> _PROBLEM_
From the first line to the last, return the data exactly, with no pictures.

> _TASK MATERIAL_
────────────────────────────────────────
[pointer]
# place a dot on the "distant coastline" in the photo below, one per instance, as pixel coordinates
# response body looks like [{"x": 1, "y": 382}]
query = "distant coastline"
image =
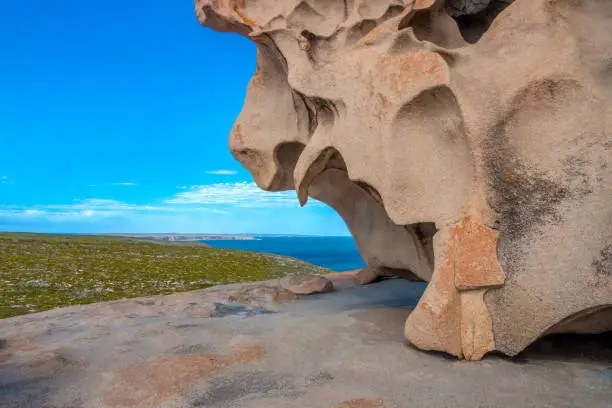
[
  {"x": 183, "y": 237},
  {"x": 205, "y": 237}
]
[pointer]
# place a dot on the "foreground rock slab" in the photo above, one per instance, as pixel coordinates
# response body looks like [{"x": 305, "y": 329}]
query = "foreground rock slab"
[
  {"x": 466, "y": 143},
  {"x": 343, "y": 349}
]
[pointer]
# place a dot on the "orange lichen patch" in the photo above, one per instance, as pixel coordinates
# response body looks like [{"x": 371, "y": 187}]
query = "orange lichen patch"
[
  {"x": 476, "y": 264},
  {"x": 410, "y": 74},
  {"x": 423, "y": 4},
  {"x": 435, "y": 323},
  {"x": 244, "y": 18},
  {"x": 363, "y": 403},
  {"x": 151, "y": 382},
  {"x": 245, "y": 353}
]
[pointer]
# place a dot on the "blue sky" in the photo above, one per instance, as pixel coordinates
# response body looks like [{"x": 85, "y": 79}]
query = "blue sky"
[{"x": 114, "y": 117}]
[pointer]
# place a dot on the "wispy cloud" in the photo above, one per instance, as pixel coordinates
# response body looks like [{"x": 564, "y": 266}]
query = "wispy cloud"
[
  {"x": 242, "y": 194},
  {"x": 221, "y": 172},
  {"x": 191, "y": 204},
  {"x": 125, "y": 184}
]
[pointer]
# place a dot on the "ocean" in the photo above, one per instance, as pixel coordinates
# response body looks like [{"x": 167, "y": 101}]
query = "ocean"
[{"x": 335, "y": 253}]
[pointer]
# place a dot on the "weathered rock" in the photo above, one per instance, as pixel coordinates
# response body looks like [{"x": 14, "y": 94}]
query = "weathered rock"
[
  {"x": 343, "y": 350},
  {"x": 472, "y": 152},
  {"x": 307, "y": 284}
]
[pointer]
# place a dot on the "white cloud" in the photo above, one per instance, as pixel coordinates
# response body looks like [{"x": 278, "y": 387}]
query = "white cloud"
[
  {"x": 194, "y": 203},
  {"x": 240, "y": 194},
  {"x": 222, "y": 172},
  {"x": 32, "y": 212},
  {"x": 125, "y": 184}
]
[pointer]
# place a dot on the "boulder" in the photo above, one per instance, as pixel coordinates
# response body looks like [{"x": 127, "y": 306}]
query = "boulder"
[
  {"x": 307, "y": 284},
  {"x": 465, "y": 143}
]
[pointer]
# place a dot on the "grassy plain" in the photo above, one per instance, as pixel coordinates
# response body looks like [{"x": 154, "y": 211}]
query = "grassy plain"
[{"x": 40, "y": 272}]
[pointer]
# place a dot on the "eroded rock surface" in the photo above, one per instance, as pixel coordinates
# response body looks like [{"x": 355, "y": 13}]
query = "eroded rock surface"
[
  {"x": 307, "y": 284},
  {"x": 465, "y": 143},
  {"x": 343, "y": 349}
]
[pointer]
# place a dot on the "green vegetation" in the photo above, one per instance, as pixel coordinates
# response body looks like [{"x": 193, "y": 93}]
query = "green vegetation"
[{"x": 40, "y": 272}]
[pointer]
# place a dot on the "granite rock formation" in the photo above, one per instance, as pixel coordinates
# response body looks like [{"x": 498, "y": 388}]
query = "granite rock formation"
[{"x": 465, "y": 143}]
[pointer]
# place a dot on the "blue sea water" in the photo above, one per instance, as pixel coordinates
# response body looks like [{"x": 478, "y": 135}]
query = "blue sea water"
[{"x": 336, "y": 253}]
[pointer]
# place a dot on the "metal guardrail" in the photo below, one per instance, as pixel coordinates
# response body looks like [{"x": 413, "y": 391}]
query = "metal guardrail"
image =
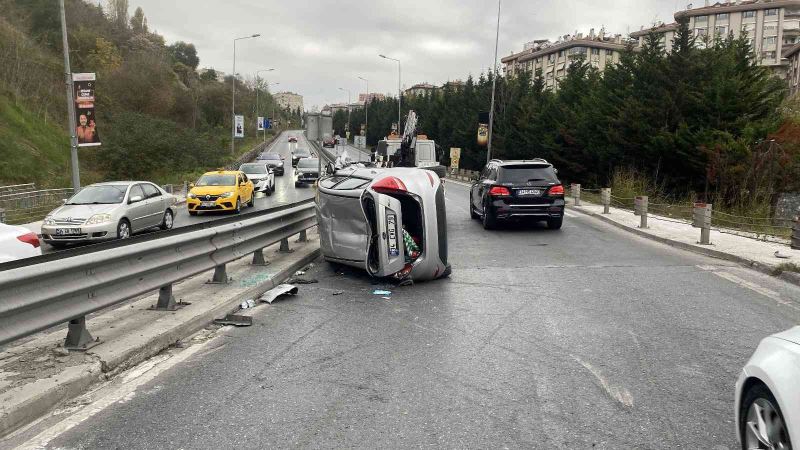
[{"x": 42, "y": 295}]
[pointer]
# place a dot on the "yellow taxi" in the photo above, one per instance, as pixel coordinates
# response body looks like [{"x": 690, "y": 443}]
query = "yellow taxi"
[{"x": 222, "y": 190}]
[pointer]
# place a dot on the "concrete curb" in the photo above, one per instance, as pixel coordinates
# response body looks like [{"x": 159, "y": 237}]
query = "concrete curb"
[
  {"x": 769, "y": 270},
  {"x": 75, "y": 384}
]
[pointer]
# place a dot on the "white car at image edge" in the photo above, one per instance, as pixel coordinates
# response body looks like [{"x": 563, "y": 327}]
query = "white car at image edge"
[
  {"x": 768, "y": 394},
  {"x": 17, "y": 243}
]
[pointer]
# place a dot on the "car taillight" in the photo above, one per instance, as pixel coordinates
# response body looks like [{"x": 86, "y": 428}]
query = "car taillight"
[
  {"x": 389, "y": 185},
  {"x": 499, "y": 191},
  {"x": 30, "y": 238}
]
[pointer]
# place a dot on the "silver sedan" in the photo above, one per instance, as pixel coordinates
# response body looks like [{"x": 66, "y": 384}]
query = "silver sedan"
[
  {"x": 390, "y": 222},
  {"x": 107, "y": 211}
]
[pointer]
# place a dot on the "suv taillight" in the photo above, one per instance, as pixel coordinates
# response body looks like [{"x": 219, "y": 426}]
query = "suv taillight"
[
  {"x": 30, "y": 238},
  {"x": 499, "y": 191}
]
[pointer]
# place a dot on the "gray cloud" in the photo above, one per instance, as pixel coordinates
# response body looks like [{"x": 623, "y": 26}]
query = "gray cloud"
[{"x": 319, "y": 46}]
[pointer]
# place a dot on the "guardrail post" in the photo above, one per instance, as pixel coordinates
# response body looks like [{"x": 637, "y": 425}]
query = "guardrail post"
[
  {"x": 78, "y": 337},
  {"x": 605, "y": 195},
  {"x": 285, "y": 246},
  {"x": 220, "y": 275},
  {"x": 640, "y": 207},
  {"x": 702, "y": 219},
  {"x": 258, "y": 258}
]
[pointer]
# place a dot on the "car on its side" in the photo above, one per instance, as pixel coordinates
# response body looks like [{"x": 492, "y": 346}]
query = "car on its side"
[
  {"x": 17, "y": 243},
  {"x": 273, "y": 160},
  {"x": 767, "y": 405},
  {"x": 223, "y": 190},
  {"x": 389, "y": 222},
  {"x": 298, "y": 154},
  {"x": 306, "y": 172},
  {"x": 507, "y": 190},
  {"x": 261, "y": 175},
  {"x": 113, "y": 210}
]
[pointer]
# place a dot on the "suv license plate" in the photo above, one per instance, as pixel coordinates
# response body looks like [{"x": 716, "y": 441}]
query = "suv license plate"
[
  {"x": 67, "y": 231},
  {"x": 391, "y": 221}
]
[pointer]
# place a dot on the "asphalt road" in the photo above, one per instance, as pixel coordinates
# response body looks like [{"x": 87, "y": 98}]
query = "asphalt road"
[
  {"x": 587, "y": 337},
  {"x": 285, "y": 191}
]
────────────────────────────────────────
> _ANSWER SPACE_
[pointer]
# place a dot on the "distant coastline" in the photo below, one per instance, as pixel coordinates
# response body looks like [{"x": 1, "y": 382}]
query = "distant coastline"
image =
[
  {"x": 183, "y": 237},
  {"x": 205, "y": 237}
]
[pointer]
# place a dot on the "foreground rock slab" in the photo above, one per instance, as pixel coordinates
# response body looks like [{"x": 305, "y": 329}]
query = "foreground rock slab"
[
  {"x": 466, "y": 143},
  {"x": 343, "y": 349}
]
[pointer]
# place a dot on the "orange lichen patch" in the photo above, one per instance, as pixel coordinates
# response body looks like [{"x": 371, "y": 187}]
query = "orange lichen patch"
[
  {"x": 476, "y": 264},
  {"x": 410, "y": 74},
  {"x": 423, "y": 4},
  {"x": 435, "y": 323},
  {"x": 244, "y": 18},
  {"x": 363, "y": 403},
  {"x": 151, "y": 382},
  {"x": 245, "y": 353}
]
[pointer]
# place a dot on the "blue sky" in the photo above, one per instance, as pixel coordinates
# response body looks like [{"x": 85, "y": 79}]
query = "blue sky"
[{"x": 114, "y": 117}]
[pointer]
# place a dot on the "wispy cloud" in the photo above, one per instance, as pixel coordinates
# response body looks like [{"x": 564, "y": 266}]
query = "wispy cloud"
[
  {"x": 242, "y": 194},
  {"x": 221, "y": 172},
  {"x": 191, "y": 204},
  {"x": 125, "y": 184}
]
[pointer]
# place a dot on the "ocean" in the photo above, one per instance, as pixel coordinates
# response body looks like [{"x": 167, "y": 101}]
query = "ocean"
[{"x": 335, "y": 253}]
[pointer]
# place a dot on the "weathered rock" in the photo above, one per instance, as pixel coordinates
# response body looks like [{"x": 14, "y": 94}]
query = "weathered rock"
[
  {"x": 343, "y": 350},
  {"x": 472, "y": 152},
  {"x": 307, "y": 284}
]
[pointer]
# place a dot on the "white cloud" in the photo above, one per instance, as pixel coordinates
# response body looks like [{"x": 278, "y": 387}]
query = "white cloud"
[
  {"x": 194, "y": 203},
  {"x": 240, "y": 194},
  {"x": 222, "y": 172},
  {"x": 32, "y": 212},
  {"x": 125, "y": 184}
]
[pointer]
# place a dot on the "boulder" in the photo above, one per instance, as pixel coordinates
# response body looks like [{"x": 127, "y": 306}]
query = "boulder"
[
  {"x": 307, "y": 284},
  {"x": 465, "y": 143}
]
[pointer]
# place a dot on the "grassy plain" in the photo above, one per instance, as pixel coordinates
# response body looks like [{"x": 154, "y": 211}]
query = "grassy plain"
[{"x": 40, "y": 272}]
[pointer]
# place a dot on the "eroded rock surface" in the photo above, one per instance, as pixel coordinates
# response body looks like [{"x": 355, "y": 13}]
query = "eroded rock surface"
[
  {"x": 307, "y": 284},
  {"x": 465, "y": 143},
  {"x": 343, "y": 349}
]
[pointer]
# place a dot on the "green vegetation" in the photo above, one per instance, as pixel coordinates
# response body looks like [{"x": 193, "y": 93}]
query = "green vegetation"
[{"x": 40, "y": 272}]
[pointer]
# place a dot on the "granite rock formation" in the photo above, one per instance, as pixel coordinates
# response body looks like [{"x": 498, "y": 388}]
query = "granite rock formation"
[{"x": 465, "y": 143}]
[pointer]
# place a dot on the "blue sea water" in the photo above, one per instance, as pixel coordinates
# response body looks like [{"x": 478, "y": 135}]
query = "blue sea water"
[{"x": 336, "y": 253}]
[pointer]
# place a dot on the "metal guardrail" in the photo below, one per instance, as pixel coordinates
# response body looks like [{"x": 413, "y": 391}]
query = "metal guardrail"
image =
[{"x": 42, "y": 295}]
[pointer]
# place a dot on the "yellow taxi" in the photo above, one per instance, as pixel coordinates
# response body looks like [{"x": 690, "y": 443}]
query = "yellow taxi"
[{"x": 222, "y": 190}]
[pointer]
# place a dot on the "concrete curb" in the photo above, one per instance, as pixel coordinates
# response body looks like [{"x": 159, "y": 237}]
query = "concrete curb"
[
  {"x": 769, "y": 270},
  {"x": 75, "y": 384}
]
[pointer]
# place a dot on the "white car at image edge" in the photo above, one per instance, as pixel coordinates
# response body looks like [{"x": 563, "y": 327}]
query = "white car at image edge"
[
  {"x": 768, "y": 394},
  {"x": 17, "y": 243}
]
[pointer]
# place a dot on the "car taillight" in the photo above, one per instance, as pixel coordinates
# response body looks like [{"x": 86, "y": 428}]
query = "car taillight"
[
  {"x": 389, "y": 185},
  {"x": 499, "y": 191},
  {"x": 30, "y": 238}
]
[pointer]
# place a dot on the "silver sedan" in the photo above, one per instance, as pixel coordinates
# response body looks like [{"x": 66, "y": 384}]
query = "silver sedan"
[
  {"x": 390, "y": 222},
  {"x": 107, "y": 211}
]
[pointer]
# place a dot on the "suv taillight" in the photo above, one per instance, as pixel coordinates
# response body looks like [{"x": 219, "y": 426}]
query = "suv taillight"
[
  {"x": 30, "y": 238},
  {"x": 499, "y": 191}
]
[pointer]
# place a dot on the "gray cloud" in the photo above, one per instance, as pixel coordinates
# response body looks like [{"x": 623, "y": 26}]
query = "gray cloud"
[{"x": 319, "y": 46}]
[pointer]
# place a dot on the "guardrail post" in the photo above, one per instance, as pixel coordinates
# response body looks like [{"x": 637, "y": 425}]
query = "guardrail post"
[
  {"x": 78, "y": 337},
  {"x": 605, "y": 195},
  {"x": 285, "y": 246},
  {"x": 220, "y": 275},
  {"x": 640, "y": 207},
  {"x": 702, "y": 219},
  {"x": 258, "y": 258}
]
[pointer]
# place a dot on the "car on its side" in the photo above, one per instance, as pixel coordinates
# response body looks like [{"x": 492, "y": 346}]
query = "car on its side"
[
  {"x": 17, "y": 243},
  {"x": 273, "y": 160},
  {"x": 767, "y": 405},
  {"x": 223, "y": 190},
  {"x": 389, "y": 222},
  {"x": 298, "y": 154},
  {"x": 306, "y": 172},
  {"x": 507, "y": 190},
  {"x": 261, "y": 175},
  {"x": 113, "y": 210}
]
[pointer]
# place a dot on the "suv license plate" in the photo above, one per instance, as pixel coordinates
# response body looks like [{"x": 716, "y": 441}]
query = "suv license plate"
[
  {"x": 67, "y": 231},
  {"x": 391, "y": 221}
]
[pointer]
# place a dot on the "asphalt road" in the photo above, one per instance, as pixel coordinates
# response body looks like [{"x": 87, "y": 98}]
query = "asphalt road"
[
  {"x": 587, "y": 337},
  {"x": 285, "y": 191}
]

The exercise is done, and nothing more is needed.